Records from a data collection
* start *

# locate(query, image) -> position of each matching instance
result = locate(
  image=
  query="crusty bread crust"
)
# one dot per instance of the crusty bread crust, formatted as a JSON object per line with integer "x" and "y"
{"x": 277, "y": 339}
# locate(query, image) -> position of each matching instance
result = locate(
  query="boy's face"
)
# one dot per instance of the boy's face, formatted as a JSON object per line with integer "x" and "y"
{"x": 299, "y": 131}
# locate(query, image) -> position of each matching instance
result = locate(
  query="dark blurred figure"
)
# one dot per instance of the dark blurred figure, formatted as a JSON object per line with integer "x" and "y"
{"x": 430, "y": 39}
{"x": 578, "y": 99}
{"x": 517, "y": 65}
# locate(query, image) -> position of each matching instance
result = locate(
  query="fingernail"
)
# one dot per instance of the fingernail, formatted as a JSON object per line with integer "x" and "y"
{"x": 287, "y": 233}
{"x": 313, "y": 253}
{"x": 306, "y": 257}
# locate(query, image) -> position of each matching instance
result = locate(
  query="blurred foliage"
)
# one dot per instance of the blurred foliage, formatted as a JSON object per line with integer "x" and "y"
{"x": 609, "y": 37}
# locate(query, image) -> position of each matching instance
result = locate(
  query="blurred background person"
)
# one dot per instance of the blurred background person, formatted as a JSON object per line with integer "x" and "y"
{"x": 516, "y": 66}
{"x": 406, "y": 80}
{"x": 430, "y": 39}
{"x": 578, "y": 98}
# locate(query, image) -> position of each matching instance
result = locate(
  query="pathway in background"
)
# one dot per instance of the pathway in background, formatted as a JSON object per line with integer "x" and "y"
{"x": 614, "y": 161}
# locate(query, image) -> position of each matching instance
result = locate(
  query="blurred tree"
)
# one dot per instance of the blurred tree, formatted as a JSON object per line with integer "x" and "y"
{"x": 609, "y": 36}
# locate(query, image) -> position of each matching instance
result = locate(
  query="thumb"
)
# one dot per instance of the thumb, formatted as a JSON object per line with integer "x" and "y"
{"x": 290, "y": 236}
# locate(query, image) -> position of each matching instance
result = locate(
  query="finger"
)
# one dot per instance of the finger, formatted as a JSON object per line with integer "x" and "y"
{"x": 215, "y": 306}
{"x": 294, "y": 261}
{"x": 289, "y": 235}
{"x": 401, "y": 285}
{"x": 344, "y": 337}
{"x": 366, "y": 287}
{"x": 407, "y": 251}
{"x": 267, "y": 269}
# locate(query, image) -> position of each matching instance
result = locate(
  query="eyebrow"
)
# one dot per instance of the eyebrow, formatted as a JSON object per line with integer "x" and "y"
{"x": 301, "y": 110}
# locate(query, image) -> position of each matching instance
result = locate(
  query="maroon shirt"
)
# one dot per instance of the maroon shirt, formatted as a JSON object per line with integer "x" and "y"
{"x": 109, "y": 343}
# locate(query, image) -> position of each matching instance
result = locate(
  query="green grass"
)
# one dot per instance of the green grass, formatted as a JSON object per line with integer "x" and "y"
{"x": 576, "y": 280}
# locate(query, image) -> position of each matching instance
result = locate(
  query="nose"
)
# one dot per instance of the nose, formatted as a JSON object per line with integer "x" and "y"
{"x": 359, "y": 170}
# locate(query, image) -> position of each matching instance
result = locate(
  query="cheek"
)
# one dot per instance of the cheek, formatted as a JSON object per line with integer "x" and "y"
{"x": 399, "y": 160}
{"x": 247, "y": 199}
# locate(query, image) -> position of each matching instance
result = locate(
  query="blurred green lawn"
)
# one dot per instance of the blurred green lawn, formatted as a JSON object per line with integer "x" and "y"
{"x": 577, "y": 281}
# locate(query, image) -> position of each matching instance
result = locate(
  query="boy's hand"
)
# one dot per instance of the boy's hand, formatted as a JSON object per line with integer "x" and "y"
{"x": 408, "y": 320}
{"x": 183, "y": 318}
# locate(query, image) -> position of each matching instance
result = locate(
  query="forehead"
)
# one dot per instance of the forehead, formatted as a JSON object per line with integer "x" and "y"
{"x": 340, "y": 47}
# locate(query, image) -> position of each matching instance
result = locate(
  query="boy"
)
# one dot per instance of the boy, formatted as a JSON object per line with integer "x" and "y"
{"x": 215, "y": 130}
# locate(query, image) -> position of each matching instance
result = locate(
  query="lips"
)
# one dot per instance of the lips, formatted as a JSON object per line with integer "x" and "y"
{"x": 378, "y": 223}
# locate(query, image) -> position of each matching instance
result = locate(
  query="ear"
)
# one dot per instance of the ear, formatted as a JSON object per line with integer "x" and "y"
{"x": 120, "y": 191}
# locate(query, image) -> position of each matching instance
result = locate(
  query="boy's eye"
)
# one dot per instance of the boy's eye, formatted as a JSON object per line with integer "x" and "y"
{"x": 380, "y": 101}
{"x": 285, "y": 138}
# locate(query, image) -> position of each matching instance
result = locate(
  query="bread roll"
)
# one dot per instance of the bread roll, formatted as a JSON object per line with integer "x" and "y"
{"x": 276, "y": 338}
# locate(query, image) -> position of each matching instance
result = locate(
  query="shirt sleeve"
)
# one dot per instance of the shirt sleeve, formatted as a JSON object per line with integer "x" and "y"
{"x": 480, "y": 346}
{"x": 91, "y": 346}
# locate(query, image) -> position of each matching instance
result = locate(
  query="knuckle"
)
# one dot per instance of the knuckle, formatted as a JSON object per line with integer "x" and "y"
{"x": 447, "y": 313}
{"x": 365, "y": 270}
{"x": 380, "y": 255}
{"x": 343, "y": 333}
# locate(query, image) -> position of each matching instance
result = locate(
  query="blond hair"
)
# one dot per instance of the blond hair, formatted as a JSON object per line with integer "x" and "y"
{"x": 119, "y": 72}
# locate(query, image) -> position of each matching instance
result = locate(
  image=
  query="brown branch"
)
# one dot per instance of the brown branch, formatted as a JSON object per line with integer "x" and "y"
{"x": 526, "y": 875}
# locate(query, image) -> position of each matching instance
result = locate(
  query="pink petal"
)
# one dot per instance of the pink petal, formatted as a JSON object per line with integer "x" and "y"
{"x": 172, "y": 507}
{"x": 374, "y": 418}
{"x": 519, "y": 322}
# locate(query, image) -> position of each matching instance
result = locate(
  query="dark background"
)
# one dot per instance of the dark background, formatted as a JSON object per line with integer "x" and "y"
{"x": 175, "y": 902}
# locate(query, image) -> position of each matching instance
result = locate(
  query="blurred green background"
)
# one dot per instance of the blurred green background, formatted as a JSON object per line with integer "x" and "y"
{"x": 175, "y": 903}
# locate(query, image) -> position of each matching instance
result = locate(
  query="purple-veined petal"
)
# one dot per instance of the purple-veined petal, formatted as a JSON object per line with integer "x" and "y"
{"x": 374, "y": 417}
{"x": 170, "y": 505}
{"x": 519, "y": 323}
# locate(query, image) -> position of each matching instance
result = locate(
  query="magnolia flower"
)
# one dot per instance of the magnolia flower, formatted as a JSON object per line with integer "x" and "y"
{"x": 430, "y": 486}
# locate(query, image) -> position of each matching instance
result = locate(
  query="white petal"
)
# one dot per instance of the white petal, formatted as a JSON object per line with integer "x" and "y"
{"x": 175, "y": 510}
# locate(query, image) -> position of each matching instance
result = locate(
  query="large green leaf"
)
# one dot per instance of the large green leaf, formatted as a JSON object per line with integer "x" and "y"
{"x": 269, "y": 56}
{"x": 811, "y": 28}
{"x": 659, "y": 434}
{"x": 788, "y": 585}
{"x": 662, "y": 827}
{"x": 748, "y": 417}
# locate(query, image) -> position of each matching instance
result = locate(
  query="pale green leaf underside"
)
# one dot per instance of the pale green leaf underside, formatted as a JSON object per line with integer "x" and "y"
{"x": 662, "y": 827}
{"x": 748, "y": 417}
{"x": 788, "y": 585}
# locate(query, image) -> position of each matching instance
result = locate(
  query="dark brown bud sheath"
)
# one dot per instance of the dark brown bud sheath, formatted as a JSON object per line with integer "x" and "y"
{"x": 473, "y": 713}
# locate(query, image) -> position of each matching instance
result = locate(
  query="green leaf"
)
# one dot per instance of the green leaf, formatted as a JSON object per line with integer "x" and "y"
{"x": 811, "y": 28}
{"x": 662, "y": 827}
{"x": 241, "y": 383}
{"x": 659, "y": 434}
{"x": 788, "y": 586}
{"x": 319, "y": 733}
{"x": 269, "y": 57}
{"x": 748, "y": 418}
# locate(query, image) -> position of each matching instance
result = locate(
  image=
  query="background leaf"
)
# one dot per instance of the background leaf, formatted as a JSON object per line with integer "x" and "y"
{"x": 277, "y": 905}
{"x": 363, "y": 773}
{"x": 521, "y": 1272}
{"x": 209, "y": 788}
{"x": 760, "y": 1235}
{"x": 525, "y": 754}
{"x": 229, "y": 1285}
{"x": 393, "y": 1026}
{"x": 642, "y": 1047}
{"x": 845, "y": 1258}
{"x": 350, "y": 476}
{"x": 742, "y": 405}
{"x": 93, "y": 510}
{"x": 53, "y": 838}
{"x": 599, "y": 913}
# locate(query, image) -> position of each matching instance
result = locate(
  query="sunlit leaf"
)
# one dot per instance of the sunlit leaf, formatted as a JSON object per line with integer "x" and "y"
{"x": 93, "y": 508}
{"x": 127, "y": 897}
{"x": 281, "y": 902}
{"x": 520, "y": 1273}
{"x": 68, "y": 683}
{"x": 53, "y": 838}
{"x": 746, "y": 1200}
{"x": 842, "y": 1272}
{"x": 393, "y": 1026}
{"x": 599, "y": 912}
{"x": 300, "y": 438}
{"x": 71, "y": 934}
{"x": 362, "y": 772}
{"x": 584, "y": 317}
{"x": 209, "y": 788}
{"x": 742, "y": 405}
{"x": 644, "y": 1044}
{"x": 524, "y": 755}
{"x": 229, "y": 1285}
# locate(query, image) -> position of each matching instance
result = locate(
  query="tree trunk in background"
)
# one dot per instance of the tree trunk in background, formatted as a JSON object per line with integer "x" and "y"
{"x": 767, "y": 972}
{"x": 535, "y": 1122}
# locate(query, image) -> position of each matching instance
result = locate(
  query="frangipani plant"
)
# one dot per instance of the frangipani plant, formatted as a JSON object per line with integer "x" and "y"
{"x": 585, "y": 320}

* end *

-- INSTRUCTIONS TO FOLLOW --
Filter the items above down to every line that contains the word "pale", copying each one. Matching is case-sensitive.

-- TASK ANSWER --
  query="pale green leaf underside"
# one dot per instance of the pale green leaf underside, formatted as a JSON object per line with integer "x" and "y"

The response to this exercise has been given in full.